# Material to process:
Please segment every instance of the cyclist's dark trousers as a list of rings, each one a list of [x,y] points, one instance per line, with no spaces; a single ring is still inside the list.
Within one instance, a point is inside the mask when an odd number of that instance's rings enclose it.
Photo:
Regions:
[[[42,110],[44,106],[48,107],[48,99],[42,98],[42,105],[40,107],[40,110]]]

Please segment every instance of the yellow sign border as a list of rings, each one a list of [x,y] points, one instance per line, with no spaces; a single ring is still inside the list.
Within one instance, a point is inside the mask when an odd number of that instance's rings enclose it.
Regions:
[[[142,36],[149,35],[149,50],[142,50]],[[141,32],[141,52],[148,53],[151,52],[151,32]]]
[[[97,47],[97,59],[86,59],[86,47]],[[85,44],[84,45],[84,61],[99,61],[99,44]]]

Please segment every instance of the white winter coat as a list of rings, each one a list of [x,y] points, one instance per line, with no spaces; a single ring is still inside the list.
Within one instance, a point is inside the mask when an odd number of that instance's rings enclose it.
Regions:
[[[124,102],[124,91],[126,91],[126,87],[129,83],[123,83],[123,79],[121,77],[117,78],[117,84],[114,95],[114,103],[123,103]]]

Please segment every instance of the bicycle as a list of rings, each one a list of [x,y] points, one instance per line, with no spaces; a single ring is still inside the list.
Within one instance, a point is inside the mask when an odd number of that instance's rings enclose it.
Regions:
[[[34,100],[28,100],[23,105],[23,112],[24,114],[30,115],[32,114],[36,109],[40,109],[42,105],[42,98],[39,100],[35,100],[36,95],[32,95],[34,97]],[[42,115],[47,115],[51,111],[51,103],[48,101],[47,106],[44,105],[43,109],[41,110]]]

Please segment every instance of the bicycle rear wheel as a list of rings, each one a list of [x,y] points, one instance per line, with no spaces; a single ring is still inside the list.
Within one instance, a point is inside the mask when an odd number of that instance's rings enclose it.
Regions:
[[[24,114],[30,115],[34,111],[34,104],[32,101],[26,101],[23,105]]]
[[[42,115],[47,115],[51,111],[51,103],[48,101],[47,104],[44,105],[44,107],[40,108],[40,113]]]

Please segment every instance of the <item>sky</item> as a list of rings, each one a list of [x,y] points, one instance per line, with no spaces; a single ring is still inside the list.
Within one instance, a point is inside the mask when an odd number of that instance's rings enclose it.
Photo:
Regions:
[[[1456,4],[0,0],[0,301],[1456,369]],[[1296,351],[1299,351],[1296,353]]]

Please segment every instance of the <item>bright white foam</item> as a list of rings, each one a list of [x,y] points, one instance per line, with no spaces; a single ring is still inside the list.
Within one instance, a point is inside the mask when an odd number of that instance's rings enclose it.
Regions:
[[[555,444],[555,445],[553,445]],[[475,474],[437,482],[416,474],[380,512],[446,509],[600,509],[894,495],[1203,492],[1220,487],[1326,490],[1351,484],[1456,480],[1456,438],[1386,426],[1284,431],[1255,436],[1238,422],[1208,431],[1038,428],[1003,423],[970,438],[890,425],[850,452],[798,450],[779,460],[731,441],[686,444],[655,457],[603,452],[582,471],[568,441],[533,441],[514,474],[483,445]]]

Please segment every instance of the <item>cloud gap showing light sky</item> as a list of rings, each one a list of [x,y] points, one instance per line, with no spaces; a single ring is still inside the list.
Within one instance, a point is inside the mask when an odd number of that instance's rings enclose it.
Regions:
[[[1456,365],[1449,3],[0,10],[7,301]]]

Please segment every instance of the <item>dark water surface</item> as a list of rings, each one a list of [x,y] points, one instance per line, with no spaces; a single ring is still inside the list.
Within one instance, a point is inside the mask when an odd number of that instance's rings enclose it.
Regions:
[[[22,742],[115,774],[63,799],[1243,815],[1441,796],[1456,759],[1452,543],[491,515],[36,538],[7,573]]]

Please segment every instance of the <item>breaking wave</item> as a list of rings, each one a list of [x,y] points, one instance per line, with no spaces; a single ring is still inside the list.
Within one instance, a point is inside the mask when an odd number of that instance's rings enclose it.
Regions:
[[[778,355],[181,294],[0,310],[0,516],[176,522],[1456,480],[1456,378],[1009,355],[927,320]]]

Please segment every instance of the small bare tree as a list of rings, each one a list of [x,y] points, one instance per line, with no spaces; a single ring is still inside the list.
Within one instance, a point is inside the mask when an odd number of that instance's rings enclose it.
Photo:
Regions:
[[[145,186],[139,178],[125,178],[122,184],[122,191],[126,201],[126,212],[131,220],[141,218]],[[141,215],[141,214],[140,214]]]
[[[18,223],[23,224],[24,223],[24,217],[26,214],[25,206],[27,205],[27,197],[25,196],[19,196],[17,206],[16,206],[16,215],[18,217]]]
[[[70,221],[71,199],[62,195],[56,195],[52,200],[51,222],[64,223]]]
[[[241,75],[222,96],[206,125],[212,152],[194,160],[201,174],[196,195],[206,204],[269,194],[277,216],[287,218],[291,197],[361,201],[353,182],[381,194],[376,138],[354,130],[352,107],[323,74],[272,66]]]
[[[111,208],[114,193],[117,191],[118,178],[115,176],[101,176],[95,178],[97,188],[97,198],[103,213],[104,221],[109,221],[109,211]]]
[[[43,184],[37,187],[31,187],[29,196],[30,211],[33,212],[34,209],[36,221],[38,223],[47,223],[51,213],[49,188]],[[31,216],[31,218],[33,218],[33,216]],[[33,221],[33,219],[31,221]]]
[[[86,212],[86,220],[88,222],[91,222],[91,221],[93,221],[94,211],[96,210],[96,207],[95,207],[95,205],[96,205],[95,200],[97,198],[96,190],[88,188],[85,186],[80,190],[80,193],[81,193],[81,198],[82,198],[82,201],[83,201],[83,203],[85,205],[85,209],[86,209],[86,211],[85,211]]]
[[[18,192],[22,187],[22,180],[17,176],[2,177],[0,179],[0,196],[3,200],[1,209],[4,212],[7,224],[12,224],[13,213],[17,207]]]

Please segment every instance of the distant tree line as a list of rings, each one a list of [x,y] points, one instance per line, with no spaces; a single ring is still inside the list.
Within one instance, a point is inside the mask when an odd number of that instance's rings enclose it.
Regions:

# What the task requires:
Count the lines above that contain the word "bicycle", and reply with the number alone.

# Correct output:
2